- What is expected
Images are not part of the copy; write out the rest of the data exactly as given.

- Dataset excerpts
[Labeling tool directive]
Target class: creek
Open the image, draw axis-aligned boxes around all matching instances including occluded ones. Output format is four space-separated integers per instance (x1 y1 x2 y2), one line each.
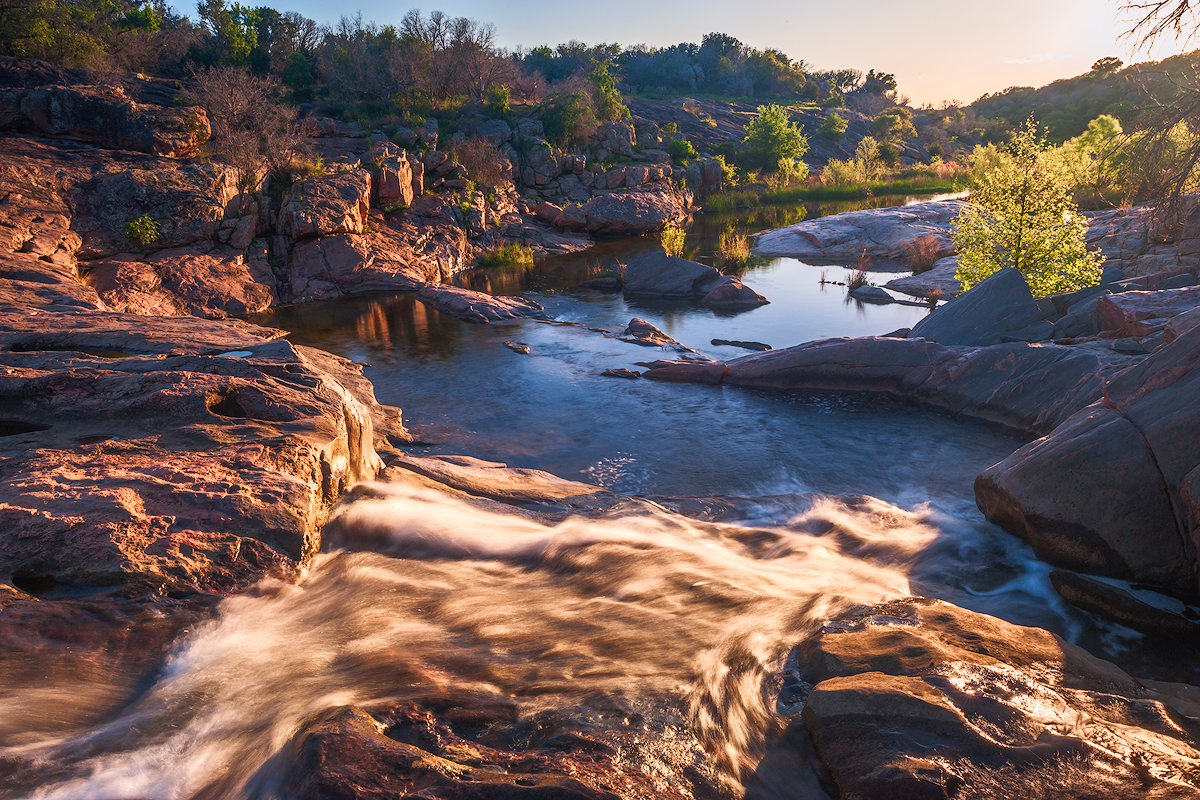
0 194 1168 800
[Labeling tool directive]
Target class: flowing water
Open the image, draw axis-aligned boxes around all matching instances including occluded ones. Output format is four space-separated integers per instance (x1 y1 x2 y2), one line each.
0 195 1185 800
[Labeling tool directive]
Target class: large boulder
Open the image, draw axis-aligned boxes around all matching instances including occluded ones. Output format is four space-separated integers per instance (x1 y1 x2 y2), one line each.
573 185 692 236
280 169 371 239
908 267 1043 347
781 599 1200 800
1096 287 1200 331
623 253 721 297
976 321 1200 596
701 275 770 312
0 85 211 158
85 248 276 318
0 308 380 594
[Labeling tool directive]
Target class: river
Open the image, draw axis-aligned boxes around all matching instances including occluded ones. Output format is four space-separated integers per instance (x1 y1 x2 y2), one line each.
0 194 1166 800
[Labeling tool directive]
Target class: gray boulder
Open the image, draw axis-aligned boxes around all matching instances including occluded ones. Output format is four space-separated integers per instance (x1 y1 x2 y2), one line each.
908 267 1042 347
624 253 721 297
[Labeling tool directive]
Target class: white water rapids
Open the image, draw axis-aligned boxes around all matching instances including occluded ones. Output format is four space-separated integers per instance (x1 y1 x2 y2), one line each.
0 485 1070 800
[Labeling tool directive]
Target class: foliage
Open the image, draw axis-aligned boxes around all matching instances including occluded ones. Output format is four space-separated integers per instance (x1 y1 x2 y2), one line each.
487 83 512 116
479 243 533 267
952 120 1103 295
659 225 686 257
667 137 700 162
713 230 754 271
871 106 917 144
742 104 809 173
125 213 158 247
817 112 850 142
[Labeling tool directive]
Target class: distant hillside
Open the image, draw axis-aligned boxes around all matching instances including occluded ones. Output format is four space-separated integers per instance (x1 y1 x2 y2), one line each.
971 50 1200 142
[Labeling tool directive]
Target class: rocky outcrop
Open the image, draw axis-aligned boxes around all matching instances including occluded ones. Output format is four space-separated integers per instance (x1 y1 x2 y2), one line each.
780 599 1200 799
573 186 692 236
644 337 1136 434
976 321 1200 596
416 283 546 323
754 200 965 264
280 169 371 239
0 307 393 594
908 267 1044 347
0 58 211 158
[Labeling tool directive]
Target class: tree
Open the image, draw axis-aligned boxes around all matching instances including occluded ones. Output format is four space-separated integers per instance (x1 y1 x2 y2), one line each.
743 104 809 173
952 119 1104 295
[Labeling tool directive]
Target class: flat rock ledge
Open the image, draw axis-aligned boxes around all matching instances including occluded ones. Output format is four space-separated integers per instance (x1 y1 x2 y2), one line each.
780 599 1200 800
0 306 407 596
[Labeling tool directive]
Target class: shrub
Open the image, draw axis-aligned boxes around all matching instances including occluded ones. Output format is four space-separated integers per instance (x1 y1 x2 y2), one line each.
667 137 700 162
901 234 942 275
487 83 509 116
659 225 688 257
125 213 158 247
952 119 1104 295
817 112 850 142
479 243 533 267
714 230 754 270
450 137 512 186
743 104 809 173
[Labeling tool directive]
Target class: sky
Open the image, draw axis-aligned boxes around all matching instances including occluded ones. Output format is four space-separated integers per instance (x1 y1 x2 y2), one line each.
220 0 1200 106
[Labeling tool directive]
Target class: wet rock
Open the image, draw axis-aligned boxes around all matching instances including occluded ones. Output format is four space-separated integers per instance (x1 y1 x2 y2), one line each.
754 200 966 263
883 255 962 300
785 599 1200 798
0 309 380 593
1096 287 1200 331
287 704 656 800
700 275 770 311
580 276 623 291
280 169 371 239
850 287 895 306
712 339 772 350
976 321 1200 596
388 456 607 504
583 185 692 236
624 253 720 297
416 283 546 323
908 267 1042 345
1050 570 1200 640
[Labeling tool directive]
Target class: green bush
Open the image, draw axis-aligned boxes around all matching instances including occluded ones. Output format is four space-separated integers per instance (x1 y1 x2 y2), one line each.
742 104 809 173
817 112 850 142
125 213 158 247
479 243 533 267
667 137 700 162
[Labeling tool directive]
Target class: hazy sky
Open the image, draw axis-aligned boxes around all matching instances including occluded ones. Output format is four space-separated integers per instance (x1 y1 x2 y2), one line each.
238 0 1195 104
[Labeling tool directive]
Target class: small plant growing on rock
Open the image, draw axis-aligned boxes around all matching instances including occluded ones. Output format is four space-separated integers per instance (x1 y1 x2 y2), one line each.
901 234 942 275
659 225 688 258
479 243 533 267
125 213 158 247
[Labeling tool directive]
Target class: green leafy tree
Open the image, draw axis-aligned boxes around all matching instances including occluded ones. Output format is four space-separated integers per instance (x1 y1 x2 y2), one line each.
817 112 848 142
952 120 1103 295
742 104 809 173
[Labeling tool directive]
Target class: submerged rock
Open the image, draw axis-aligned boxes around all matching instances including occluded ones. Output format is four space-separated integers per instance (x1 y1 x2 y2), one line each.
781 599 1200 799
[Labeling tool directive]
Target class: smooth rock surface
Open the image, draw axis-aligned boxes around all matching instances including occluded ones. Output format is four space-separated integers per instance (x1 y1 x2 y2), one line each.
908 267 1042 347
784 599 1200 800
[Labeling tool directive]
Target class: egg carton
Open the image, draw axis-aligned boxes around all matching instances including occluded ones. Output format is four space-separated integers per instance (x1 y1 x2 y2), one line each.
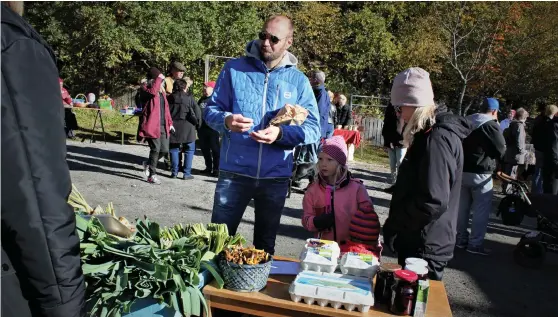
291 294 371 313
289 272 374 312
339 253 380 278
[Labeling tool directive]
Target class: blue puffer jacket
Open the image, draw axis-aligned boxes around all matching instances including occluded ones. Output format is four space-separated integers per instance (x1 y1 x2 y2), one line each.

- Correct response
[Labeling tool directive]
Target class: creek
Open the image, draw axis-aligned boxes around all matching instances including occluded ones. Output format is four space-separated integers per instance (x1 y1 x2 y2), one line each.
0 194 1168 800
[Labeling tool directive]
Target class: flowing water
Open the image, draw axis-aligned boxes around all matching instances including occluded ones. Output format is four space-separated integers per instance (x1 y1 x2 y2), one line each.
0 195 1185 800
[Labeling tool directive]
Target class: large boulder
Open the image, draw axis-aligned boxes around all matching instances including occluded ones. Output format is four space-separated integers per instance (x1 y1 x2 y2), one line each.
573 185 692 236
280 169 371 239
908 267 1043 347
781 599 1200 800
1096 287 1200 331
623 253 721 297
976 321 1200 596
701 275 770 312
0 85 211 158
85 248 276 318
0 308 380 594
[Labeling tool directive]
Target class: river
Open the image, draw axis-aligned boxes around all matching instances including occluded ones. Output format is four space-separated integers per instance (x1 y1 x2 y2), one line each.
0 194 1166 800
[Labeling tool directive]
Target class: gray boulder
Open the image, draw axis-aligned boxes around all matching instances including occluded ones. Output format is four space-separated integers per instance (x1 y1 x2 y2), one line each.
908 267 1042 347
624 253 721 297
[Labeling tool directive]
Target class: white water rapids
Open the image, draw axis-aligned boxes around all matching instances including occluded ones. Output format is four space-separated integers per instance (x1 y1 x2 y2), one line each.
0 485 1070 800
[Labeling tool directive]
Target class: foliage
Open the image, draw axis-aligned boxes around all matching instances including occluded ones. Output format is four space-separated integers per instance (x1 y1 x2 y2), one line each.
487 83 512 116
479 243 533 267
952 120 1103 295
659 225 686 257
667 137 700 162
713 230 754 271
871 106 917 144
742 104 809 173
125 213 158 247
817 112 850 142
[Labeling tool directive]
Target class: distant hillside
Open the image, draw axis-aligned boxes around all matching instances including occluded ones. Output format is four space-separated integers per instance (x1 y1 x2 y2), one line each.
971 50 1200 142
[Labeling tool directive]
Target class: rocky outcrop
Open the image, draw axis-aligned boxes around all matching instances including occluded ones. Output format is four space-separated integers per instance (x1 y1 x2 y2), one line each.
780 599 1200 799
573 186 692 236
644 337 1136 434
976 321 1200 596
416 283 546 323
754 200 965 264
280 169 371 239
0 307 393 594
908 267 1044 347
0 58 211 158
[Labeling tool directive]
Target class: tree
Open the image, draw axis-aligned boxes around all matching instances including occluded ones. Output format is four space-separated integers per instance (x1 y1 x2 y2), one line each.
743 104 809 173
952 119 1104 295
[Labeling tool directive]
Target class: flat rock ledge
Open the image, draw axis-aligned boxes around all matching instances including occluded ones. Output format is four space-separated integers per instance (x1 y1 x2 y2), one line each.
780 599 1200 800
0 306 407 596
[Labeling tool directive]
Target class: shrub
Open the image, draw axis-aligned boxes around all matching instances including occluded ones. Output format is four space-separated integers per instance (x1 y1 x2 y2), one line each.
667 137 700 162
901 234 942 275
487 83 509 116
659 225 688 257
125 213 158 247
952 119 1104 295
817 112 850 142
479 243 533 267
714 230 754 270
450 137 512 186
743 104 809 173
[Labeling tool directive]
Target class: sky
Open the image, draw axis-aligned boxes around all matching instances including occluded ones. Output format is four space-separated integers per instance (x1 y1 x2 y2), one line each.
220 0 1200 106
[Labeling tool directive]
Target class: wet rock
Open the image, draw axis-aligned boxes around all matching instances including occluded ones. Output format is four space-separated integers per instance (x1 y1 x2 y2), one line each.
754 200 966 263
883 255 962 300
785 599 1200 798
0 309 380 593
1096 287 1200 331
287 704 656 800
700 275 770 311
580 276 623 291
280 169 371 239
850 287 895 306
712 339 772 350
976 321 1200 596
388 456 607 504
583 185 692 236
624 253 720 297
416 283 546 323
908 267 1042 345
1050 570 1200 640
[Labeling tool directive]
Target class: green bush
Open the image, draw axis-aligned boxes around all matching instances including occluded ones. Output format is four space-separated integers per instance (x1 y1 x2 y2), one line each.
742 104 809 173
817 112 850 142
125 213 158 247
479 243 533 267
667 137 700 162
[Labeling tool directive]
Target class: hazy sky
Open the image, draw axis-aligned boxes around all matching instances including occluded ones. Output format is four space-separated integers per instance (x1 y1 x2 y2), one line each.
238 0 1195 104
[Labeling tool directive]
Target class: small plant growing on rock
Open the image, draw axis-aligned boxes around all matching instances including occluded ones. Output format is four space-separated integers per instance (x1 y1 x2 y2), one line each.
901 234 942 275
659 225 688 258
479 243 533 267
125 213 158 247
[Labeling tool directive]
Target class: green leafy tree
Open the image, draw axis-aligned boxes around all matching instances including occluded ones. Output format is four space-separated integers per instance (x1 y1 x2 y2), one line each.
817 112 848 142
952 120 1103 295
742 104 809 173
[Labeling tool directive]
Target class: submerged rock
Open the image, draw axis-aligned boxes around all matching instances including occluded ones. Output format is four space-separated integers per instance (x1 y1 x2 y2), one line each.
781 599 1200 799
[Labeling tool directive]
Target class: smooth rock surface
Open the image, draw axis-aligned boxes around all matching instances including occluded ones. Output format is four space-separated integers per instance (x1 y1 x2 y2), one line each.
908 267 1042 347
784 599 1200 800
[Labeling tool directive]
Target class: egg carton
Open the image, draw axis-aligned boxes around all matching instances including occluded ones. Output format is four space-separated integers per instance (x1 y1 x2 y2), one line each.
291 294 371 313
289 272 374 312
339 253 380 278
[Labeling tool directive]
Target class: blue puffer jacket
Open the image, draw axis-aligned boxes around all matching instances including occluded ones. Output format is four space-separated integers per instance (x1 y1 x2 y2), one line each.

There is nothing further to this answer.